** start Data records **

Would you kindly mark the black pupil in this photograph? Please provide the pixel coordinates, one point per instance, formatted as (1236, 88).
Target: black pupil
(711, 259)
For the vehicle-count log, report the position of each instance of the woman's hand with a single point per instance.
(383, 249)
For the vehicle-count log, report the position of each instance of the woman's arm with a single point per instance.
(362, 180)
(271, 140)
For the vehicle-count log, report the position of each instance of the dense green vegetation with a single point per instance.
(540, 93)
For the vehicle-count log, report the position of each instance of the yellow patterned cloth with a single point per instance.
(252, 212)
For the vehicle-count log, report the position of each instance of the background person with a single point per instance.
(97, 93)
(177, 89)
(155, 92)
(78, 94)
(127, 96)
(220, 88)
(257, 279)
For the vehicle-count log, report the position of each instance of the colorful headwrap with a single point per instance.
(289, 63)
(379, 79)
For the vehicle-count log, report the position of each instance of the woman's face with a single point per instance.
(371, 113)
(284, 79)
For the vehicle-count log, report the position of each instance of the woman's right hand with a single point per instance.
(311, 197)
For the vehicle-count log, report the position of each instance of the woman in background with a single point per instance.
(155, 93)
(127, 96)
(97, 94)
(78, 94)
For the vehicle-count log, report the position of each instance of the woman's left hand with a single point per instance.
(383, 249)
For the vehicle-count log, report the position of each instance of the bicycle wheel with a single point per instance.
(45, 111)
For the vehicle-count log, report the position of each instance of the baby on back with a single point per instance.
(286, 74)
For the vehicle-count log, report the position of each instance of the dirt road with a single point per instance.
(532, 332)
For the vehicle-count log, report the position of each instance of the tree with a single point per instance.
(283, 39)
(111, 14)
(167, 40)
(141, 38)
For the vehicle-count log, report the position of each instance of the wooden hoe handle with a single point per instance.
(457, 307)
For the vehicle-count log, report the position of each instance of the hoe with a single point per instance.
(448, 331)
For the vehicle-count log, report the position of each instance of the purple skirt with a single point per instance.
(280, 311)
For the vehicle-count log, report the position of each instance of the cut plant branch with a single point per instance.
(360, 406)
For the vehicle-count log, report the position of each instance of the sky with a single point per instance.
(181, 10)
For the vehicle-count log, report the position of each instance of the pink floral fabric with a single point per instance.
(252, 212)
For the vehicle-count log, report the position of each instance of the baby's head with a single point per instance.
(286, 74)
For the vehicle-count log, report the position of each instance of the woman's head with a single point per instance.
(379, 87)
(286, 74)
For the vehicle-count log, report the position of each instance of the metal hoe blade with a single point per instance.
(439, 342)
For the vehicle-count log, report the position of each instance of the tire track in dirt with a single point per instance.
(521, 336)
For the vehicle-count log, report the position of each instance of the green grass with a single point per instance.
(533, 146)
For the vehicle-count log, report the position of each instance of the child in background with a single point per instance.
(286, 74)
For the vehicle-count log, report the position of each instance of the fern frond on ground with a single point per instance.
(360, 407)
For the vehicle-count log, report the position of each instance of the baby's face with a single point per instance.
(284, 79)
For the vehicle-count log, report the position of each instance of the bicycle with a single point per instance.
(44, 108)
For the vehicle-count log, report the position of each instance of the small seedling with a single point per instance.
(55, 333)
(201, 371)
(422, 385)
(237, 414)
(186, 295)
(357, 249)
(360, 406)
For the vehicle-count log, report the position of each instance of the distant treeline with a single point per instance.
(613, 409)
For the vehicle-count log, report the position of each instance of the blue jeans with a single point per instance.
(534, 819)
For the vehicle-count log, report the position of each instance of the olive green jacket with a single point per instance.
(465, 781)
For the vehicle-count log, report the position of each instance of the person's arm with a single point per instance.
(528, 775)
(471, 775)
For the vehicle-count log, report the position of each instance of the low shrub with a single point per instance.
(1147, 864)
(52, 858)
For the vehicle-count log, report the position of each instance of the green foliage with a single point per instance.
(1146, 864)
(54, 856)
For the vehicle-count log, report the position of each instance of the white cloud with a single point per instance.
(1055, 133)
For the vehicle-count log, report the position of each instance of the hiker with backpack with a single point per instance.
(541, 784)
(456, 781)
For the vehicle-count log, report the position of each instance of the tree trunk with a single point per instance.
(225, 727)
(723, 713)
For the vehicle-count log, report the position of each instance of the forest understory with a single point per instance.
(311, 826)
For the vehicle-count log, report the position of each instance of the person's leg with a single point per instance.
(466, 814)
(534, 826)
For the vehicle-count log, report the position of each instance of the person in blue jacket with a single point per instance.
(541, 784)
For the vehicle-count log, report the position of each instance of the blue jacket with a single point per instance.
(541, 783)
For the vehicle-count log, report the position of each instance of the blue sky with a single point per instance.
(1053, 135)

** end Data records **

* [Set exercise]:
Copy out every line from the one containing "green jacket with a single point per instance." to the end of the material, both ends included.

* [The solution]:
For the vehicle-count log, report the position of each instance of the olive green jacket with a single point per instance.
(465, 781)
For the vehicle-count log, report the position of each instance of the person's arm with a single point per instance.
(528, 775)
(471, 775)
For the vehicle-count log, report the position of each instance of the low shrub with a single point per instance.
(1147, 864)
(52, 858)
For the vehicle-count log, report the position of each instance of the green foliage with a single point per instance.
(1146, 864)
(54, 856)
For the vehicle-count log, report the position of each instance of the white cloud with a single point per instance.
(1055, 133)
For the vehicle-count log, report the position of each instance of the hiker with backpack with a single point per instance.
(541, 784)
(456, 781)
For the vehicle-count log, report the position of each instance of the tree trunk with a single point per instance.
(225, 727)
(723, 713)
For the vehicle-count log, report the position of each instance of the forest understory with a single point per instance.
(311, 826)
For the vehicle-count log, report the position of each instance of the person's leg with a single point per instance.
(466, 814)
(534, 826)
For the vehicle-count log, report the position of each instance of the person in blue jacket with a single point per instance.
(541, 784)
For the vehicle-count log, report the position of each instance of the blue jacket with a single point per instance.
(541, 783)
For the vehicle-count log, report the position of each instance of the blue sky with a single point per instance.
(1053, 135)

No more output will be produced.